Task:
Pull out each line in the records below that contains the string "spoon", and copy those lines. Match case exactly.

Source material:
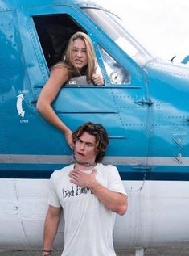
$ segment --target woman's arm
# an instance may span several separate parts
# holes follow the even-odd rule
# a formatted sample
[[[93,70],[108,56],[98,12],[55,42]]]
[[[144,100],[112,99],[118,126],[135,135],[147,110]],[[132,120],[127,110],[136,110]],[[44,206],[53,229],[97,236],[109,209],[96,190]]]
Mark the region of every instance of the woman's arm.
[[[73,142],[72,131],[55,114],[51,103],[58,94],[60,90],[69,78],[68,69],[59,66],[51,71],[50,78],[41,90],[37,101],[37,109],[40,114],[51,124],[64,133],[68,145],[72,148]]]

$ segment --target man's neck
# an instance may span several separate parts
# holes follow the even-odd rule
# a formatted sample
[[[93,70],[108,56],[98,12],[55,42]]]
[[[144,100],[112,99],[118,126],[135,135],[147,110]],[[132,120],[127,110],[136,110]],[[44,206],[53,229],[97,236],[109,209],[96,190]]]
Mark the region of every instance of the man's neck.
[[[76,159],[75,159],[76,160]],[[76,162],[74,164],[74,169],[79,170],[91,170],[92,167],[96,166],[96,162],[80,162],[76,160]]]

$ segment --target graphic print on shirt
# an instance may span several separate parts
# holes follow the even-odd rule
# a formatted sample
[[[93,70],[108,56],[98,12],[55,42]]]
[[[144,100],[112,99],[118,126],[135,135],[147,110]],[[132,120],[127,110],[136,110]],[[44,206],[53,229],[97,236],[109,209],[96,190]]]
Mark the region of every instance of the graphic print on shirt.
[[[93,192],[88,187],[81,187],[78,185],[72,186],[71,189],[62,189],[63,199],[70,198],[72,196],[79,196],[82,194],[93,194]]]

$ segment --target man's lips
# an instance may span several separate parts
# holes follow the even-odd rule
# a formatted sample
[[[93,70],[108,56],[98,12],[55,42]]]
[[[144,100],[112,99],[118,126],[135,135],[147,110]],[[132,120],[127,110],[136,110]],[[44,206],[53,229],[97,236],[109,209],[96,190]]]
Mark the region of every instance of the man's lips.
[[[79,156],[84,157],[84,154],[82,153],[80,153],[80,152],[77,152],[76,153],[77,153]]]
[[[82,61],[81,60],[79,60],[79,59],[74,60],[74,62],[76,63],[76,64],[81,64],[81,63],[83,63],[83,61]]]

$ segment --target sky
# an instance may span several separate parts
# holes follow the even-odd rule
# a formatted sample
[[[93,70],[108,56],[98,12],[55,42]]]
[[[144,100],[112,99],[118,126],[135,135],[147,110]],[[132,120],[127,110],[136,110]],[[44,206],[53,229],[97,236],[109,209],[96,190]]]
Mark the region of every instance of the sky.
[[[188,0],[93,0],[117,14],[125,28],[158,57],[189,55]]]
...
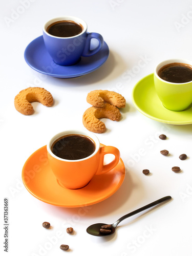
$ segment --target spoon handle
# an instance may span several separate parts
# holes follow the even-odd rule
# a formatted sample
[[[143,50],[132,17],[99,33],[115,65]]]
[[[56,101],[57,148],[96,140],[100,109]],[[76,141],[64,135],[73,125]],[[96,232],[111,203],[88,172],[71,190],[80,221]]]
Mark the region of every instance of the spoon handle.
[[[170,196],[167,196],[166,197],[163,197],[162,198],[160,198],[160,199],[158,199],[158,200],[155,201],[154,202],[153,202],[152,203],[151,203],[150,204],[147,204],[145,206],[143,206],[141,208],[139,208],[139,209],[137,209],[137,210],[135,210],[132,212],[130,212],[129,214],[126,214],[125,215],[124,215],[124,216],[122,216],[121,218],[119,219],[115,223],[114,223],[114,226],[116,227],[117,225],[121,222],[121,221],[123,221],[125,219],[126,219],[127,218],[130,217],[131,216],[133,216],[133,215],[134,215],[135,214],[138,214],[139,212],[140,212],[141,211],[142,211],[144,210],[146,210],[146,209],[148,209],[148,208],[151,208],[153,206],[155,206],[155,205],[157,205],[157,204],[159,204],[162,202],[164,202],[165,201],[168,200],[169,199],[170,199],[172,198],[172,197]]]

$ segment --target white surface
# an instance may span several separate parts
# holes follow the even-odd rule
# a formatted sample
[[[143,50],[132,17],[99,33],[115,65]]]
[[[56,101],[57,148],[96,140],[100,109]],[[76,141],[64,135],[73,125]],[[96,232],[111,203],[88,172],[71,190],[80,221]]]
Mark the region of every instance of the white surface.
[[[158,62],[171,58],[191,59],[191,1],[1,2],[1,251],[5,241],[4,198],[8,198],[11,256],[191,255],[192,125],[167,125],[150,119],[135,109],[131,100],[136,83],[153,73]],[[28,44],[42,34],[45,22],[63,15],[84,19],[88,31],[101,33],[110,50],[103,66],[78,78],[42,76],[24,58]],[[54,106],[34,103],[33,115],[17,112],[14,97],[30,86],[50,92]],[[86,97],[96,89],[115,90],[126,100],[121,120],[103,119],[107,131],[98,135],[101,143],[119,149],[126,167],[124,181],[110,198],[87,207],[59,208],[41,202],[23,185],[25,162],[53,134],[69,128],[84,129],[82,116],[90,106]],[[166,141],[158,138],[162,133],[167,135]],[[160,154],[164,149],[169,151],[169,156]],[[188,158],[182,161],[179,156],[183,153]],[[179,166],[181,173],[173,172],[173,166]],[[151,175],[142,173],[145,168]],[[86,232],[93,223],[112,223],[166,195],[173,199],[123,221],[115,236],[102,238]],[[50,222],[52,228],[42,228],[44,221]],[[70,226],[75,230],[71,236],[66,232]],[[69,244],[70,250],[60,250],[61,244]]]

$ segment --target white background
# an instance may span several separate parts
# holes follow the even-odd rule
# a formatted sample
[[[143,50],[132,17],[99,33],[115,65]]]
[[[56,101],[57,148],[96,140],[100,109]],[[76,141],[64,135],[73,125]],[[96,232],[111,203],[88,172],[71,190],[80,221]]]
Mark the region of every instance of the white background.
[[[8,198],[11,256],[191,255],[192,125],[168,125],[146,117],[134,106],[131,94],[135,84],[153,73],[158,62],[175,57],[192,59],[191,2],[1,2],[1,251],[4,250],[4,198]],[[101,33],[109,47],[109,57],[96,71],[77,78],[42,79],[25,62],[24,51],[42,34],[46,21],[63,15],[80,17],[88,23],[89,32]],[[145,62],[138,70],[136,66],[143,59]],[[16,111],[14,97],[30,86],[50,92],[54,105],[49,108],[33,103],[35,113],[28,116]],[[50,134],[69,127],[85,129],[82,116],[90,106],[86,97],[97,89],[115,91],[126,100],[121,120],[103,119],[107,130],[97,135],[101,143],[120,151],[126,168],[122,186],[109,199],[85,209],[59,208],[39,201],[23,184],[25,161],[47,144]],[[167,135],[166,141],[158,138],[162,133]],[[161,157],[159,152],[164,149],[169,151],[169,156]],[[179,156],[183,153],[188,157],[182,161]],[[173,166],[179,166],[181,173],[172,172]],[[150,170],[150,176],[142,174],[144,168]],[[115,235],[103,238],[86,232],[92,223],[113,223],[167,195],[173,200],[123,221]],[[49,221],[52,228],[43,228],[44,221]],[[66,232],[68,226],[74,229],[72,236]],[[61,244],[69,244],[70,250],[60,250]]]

Final result:
$ segment --target spoon handle
Mark the region of every instance of the spoon handle.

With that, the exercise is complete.